### TASK TO COMPLETE
Can you repeat the records from the line containing "wooden framed mirror." through the end of the records, changing "wooden framed mirror" to "wood-framed mirror" and leaving everything else unchanged?

──────── RECORDS TO PROCESS ────────

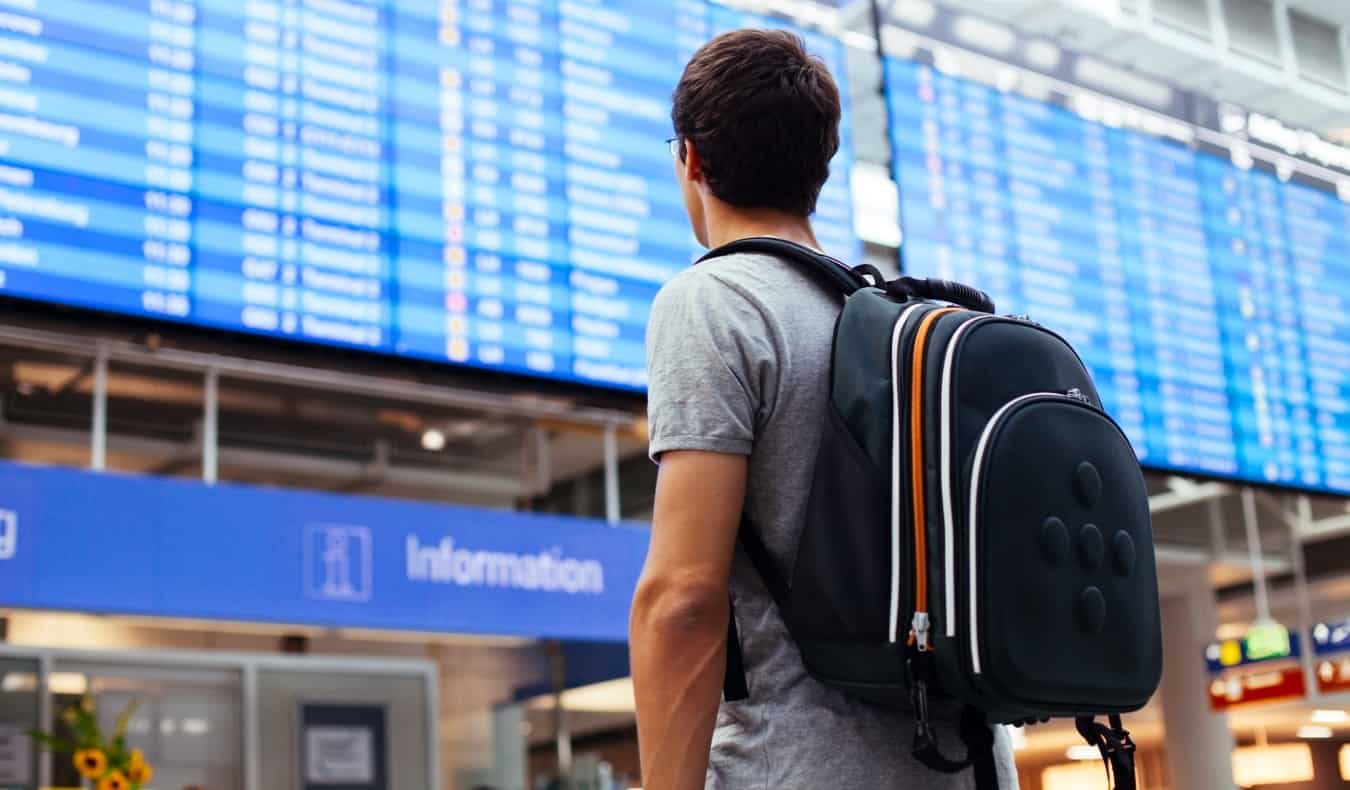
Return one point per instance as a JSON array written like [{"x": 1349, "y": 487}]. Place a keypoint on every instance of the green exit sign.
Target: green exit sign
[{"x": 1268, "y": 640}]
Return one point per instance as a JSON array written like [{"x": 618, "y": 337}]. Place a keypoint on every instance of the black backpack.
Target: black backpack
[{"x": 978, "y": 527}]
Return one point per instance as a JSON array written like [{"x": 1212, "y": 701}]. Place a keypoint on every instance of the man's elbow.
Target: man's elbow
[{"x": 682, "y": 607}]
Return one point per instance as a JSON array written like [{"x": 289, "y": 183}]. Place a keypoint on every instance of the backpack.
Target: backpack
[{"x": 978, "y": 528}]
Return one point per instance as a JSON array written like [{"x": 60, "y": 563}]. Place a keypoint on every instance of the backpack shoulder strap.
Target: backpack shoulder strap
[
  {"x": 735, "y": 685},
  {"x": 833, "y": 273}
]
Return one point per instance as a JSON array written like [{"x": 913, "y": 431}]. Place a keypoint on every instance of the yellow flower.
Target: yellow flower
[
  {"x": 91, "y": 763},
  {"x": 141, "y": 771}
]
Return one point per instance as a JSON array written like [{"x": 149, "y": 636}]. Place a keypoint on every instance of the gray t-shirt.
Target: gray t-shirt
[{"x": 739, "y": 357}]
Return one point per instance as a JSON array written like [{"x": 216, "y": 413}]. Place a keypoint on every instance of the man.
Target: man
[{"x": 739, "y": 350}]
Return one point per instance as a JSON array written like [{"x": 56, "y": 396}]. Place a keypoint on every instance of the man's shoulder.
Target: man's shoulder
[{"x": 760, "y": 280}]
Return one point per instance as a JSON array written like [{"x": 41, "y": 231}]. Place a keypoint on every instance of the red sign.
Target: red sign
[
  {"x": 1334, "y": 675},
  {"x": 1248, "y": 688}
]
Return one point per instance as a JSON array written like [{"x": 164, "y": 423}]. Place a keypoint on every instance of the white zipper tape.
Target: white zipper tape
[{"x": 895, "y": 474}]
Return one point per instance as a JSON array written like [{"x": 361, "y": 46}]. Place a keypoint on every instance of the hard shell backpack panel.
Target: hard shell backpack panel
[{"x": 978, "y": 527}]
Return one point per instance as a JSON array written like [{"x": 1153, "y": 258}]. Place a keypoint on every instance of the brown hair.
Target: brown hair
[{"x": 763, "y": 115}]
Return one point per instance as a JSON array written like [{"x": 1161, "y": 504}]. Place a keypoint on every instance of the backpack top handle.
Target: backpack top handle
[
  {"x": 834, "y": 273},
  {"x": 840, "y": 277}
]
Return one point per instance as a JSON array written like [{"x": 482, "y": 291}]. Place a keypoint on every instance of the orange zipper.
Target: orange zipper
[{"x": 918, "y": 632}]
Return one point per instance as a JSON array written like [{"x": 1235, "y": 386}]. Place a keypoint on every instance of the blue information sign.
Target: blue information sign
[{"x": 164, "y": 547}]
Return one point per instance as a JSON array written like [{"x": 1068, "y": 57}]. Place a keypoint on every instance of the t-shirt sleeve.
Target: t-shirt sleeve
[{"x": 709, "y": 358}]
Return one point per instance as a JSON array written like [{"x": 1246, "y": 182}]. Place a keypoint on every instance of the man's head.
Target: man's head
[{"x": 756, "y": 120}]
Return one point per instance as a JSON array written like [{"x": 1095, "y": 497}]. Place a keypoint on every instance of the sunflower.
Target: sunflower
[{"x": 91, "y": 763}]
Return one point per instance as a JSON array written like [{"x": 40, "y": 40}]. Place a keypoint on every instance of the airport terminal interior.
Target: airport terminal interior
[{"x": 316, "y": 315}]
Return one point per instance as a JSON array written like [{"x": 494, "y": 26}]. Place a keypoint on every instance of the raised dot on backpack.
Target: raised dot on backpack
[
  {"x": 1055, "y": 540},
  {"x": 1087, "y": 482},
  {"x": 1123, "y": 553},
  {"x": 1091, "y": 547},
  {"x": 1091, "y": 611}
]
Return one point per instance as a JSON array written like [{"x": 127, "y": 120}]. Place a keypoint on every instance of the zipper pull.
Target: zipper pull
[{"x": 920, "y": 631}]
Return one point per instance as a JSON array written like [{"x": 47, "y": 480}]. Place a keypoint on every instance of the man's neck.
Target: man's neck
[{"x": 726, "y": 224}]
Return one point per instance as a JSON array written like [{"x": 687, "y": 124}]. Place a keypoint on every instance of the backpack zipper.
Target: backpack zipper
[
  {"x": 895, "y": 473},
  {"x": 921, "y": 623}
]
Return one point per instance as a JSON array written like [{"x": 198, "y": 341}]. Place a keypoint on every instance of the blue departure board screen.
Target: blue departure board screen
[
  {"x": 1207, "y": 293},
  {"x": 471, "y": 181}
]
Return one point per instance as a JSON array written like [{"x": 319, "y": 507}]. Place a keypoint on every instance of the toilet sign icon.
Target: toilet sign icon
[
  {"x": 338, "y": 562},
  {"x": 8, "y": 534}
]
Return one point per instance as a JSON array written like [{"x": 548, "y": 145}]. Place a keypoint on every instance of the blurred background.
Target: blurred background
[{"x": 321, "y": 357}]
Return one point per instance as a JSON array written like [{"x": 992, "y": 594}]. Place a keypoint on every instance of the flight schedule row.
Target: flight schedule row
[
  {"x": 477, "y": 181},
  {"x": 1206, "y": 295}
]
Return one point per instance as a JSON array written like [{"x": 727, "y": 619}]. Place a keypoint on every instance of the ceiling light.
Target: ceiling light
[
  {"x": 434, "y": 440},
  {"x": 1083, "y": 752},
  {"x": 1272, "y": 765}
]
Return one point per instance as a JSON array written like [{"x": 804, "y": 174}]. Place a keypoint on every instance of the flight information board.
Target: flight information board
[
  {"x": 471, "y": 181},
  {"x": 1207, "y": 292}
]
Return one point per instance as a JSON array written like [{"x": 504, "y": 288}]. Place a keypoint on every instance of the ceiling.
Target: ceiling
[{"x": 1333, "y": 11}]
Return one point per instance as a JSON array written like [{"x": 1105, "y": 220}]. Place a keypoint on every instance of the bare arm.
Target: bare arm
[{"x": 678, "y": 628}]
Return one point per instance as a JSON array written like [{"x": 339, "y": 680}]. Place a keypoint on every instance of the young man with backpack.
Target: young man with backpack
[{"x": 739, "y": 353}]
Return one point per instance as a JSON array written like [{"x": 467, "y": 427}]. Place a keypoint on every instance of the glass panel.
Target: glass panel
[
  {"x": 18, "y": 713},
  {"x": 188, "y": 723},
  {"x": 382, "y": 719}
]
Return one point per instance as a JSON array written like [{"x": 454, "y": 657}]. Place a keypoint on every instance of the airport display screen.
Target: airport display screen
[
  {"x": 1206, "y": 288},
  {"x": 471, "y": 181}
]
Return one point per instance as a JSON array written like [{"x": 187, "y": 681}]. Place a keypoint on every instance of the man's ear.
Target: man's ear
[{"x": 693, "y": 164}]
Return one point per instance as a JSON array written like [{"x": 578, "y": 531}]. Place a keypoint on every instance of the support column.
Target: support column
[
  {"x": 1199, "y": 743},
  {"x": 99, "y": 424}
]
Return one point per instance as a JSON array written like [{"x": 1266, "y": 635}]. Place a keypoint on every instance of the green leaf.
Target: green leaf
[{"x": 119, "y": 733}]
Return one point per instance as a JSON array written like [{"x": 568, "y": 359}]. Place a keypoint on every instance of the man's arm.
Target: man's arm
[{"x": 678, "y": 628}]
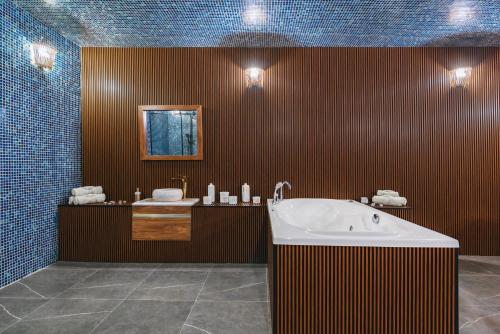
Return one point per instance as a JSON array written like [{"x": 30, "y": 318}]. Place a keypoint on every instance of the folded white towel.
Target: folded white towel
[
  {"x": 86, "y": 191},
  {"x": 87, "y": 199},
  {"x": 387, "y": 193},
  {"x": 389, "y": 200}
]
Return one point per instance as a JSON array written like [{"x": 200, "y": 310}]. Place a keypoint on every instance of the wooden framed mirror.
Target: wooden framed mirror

────────

### ANSWER TO THE EXERCISE
Return one point per instance as a JSON array written like [{"x": 200, "y": 310}]. Place a keypoint on every instance of the wood-framed mirror.
Target: wood-framed mirror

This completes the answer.